FONTE:
-- -- --
A temática do combate à criminalidade não sai de pauta. Até hoje, nenhum país do mundo conseguiu acabar com o crime, nas suas mais diversas manifestações. O que alguns conseguiram foi reduzir os índices ao que chamam de “níveis aceitáveis”. Entre as medidas de que se tem notícia, uma das mais famosas baseou-se na teoria das janelas quebradas ou “broken windows theory”. Trata-se de um modelo norte-americano de política de segurança pública, que tem como premissa que a desordem é um fator de elevação dos índices de criminalidade. Se não forem reprimidos os pequenos delitos, as contravenções, as transgressões a regras expressas, haverá uma sensação de impunidade que conduzirá inevitavelmente a condutas criminosas mais graves. Para chegar a esta conclusão, pesquisadores da Universidade de Stanford realizaram uma interessante experiência de psicologia social. Deixaram dois carros idênticos, da mesma marca, modelo e cor, abandonados na rua. Um no bairro do Bronx, zona pobre e conflituosa de Nova York e o outro em Palo Alto, zona rica e tranquila da Califórnia. Em poucas horas, o carro abandonado no Bronx teve as rodas roubadas, depois o motor, os espelhos, o rádio. O carro abandonado em Palo Alto manteve-se intacto por vários dias, até que os pesquisadores decidiram quebrar um dos seus vidros. Ato contínuo, iniciou-se a depredação, idêntica à ocorrida no bairro do Bronx. A conclusão foi a de que um vidro quebrado transmite uma ideia de deterioração, de desinteresse, quebra os códigos de convivência, faz supor que a lei encontra-se ausente, que naquele lugar não existem normas ou regras.
-- -- --
LISTAGEM DE DADOS:
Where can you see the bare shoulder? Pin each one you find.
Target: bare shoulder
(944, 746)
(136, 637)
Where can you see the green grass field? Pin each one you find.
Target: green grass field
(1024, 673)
-- -- --
TAREFA: Segundo o texto sobre a teoria das janelas quebradas, o que os pesquisadores fizeram com o carro de Palo Alto depois de ele ficar intacto por vários dias?

RESPOSTA DO EXERCÍCIO: Quebraram um dos vidros do carro.